__Information provided__.
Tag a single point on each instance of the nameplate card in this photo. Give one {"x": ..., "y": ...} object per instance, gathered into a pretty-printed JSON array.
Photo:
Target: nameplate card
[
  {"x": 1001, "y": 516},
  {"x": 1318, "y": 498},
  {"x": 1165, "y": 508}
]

__Directions__. Print out every entry, keeping each one exact.

__The output__.
Tag a single point on each instance of the nameplate card in this photo. Give one {"x": ..., "y": ...} object per instance, gathered into a pretty-printed JSON array.
Photo:
Target: nameplate card
[
  {"x": 1001, "y": 516},
  {"x": 1318, "y": 498},
  {"x": 1165, "y": 508}
]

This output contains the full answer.